Copy the rows below word for word, from the line with "Class label: bowl of black beans" to the line with "xmin=327 ymin=615 xmax=617 ymax=903", including both of those lines.

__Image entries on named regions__
>>>

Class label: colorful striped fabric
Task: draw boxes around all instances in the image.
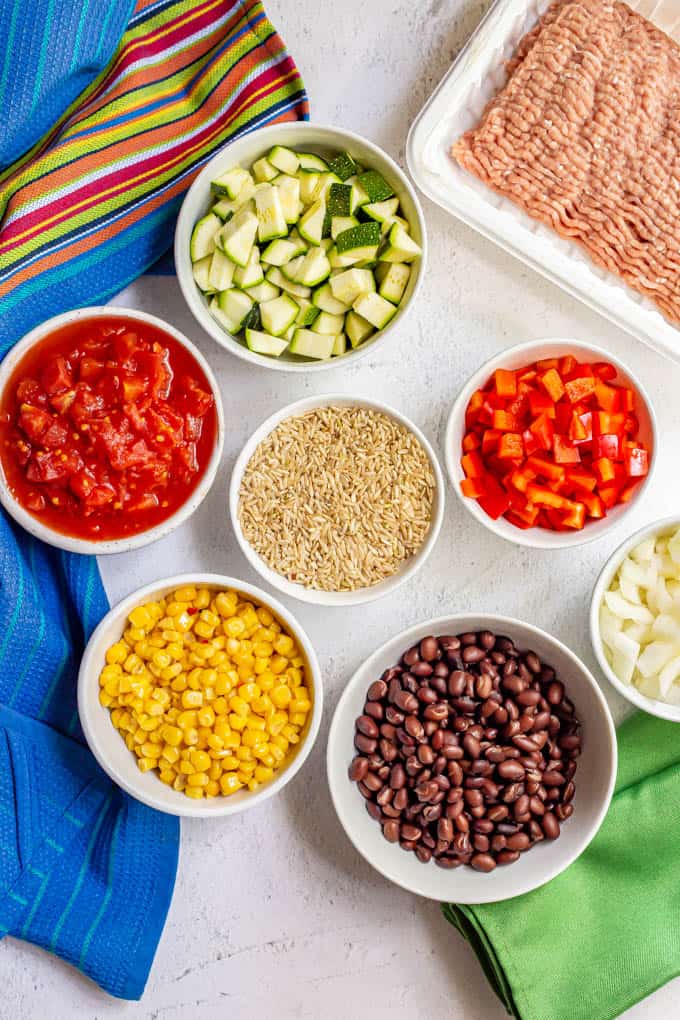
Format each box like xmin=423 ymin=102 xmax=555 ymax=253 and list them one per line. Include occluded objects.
xmin=0 ymin=0 xmax=307 ymax=995
xmin=0 ymin=0 xmax=307 ymax=350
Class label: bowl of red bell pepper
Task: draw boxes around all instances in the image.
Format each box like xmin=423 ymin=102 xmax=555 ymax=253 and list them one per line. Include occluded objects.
xmin=446 ymin=339 xmax=657 ymax=549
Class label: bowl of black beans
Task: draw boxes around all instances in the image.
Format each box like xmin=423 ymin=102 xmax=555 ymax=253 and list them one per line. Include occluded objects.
xmin=327 ymin=615 xmax=617 ymax=903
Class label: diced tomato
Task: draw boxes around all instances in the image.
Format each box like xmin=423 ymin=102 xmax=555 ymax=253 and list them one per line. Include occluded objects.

<<<

__Result of the task__
Class label: bowl of black beans
Task: draw boxes around all instances in the image.
Format each box like xmin=423 ymin=102 xmax=555 ymax=253 and list them one per line. Include occluded objects.
xmin=327 ymin=615 xmax=617 ymax=903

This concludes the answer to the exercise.